▸ **Aim 1**
Decide whether each statement agrees with the forum thread about pricing hardwood slabs. Answer yes or no for each, quoting the words from the thread that decide it.
(a) gfadvm charges more per board foot for wider slabs.
(b) ADHDan would sell a 1.5" thick walnut slab at $6-$7 per board foot.
(c) gfadvm offers a discount to buyers who purchase in quantity.
▸ **Aim 2**
In the forum thread about pricing hardwood slabs, why does gfadvm charge more per board foot for wider slabs? Answer in one to three sentences.

# How to price these slabs for sale? Also, slabs for sale in Minneapolis, MN



## ADHDan

I recently received a huge stock of hardwood slabs (mostly live edge), and I have to sell some of them to cover the cost of freighting and maybe buy a jointer and/or a bandsaw. I posted them for sale on Craigslist - Minneapolis at http://minneapolis.craigslist.org/hnp/mat/4680258673.html. The problem is, I have no idea how to price them.

I'm hoping my LJ friends can give me some guidance for pricing these boards. My general approach has been to roughly estimate board feet and then price dollars per bft based on species (if I can tell) and on thickness of the slab. E.g., I'd sell a 1.5" thick walnut slab at maybe $4-$5 per bft, a 2.5" thick walnut slab at $6-$7 per bft, and a 3-4" thick walnut slab at $8-$10 per bft.

I'm not looking to gouge or be unreasonable, but I also don't want to get ripped off. Can you please take a look at the ad and give me some ideas? Either general pricing metrics/concepts, or specific prices you think would be reasonable for some of the boards in the ad? Thanks so much.

Also, if any LJers in the Twin Cities are interested shoot me a PM.


----------



## gfadvm

I sell my slabs by the BF but charge more per BF for wider slabs as they are harder to come by. Also charge more if they have curly/crotch figure. The $ will vary widely depending on availability in your location. I also will offer a discount for quantity buyers.


----------



## ADHDan

That makes sense. So basically, for each slab I'll try to roughly estimate board feet, figure out what's a reasonable base price for that type of wood at 4/4, and then adjust upward for the wider or thicker slabs.

▸ **Dataset excerpt**
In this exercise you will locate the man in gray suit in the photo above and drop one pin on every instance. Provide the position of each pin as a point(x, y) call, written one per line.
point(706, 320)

▸ **Task output 1**
(a) Yes: "charge more per BF for wider slabs as they are harder to come by"
(b) No: "I'd sell a 1.5" thick walnut slab at maybe $4-$5 per bft"
(c) Yes: "I also will offer a discount for quantity buyers."

▸ **Task output 2**
gfadvm charges more per board foot for wider slabs because they are harder to come by.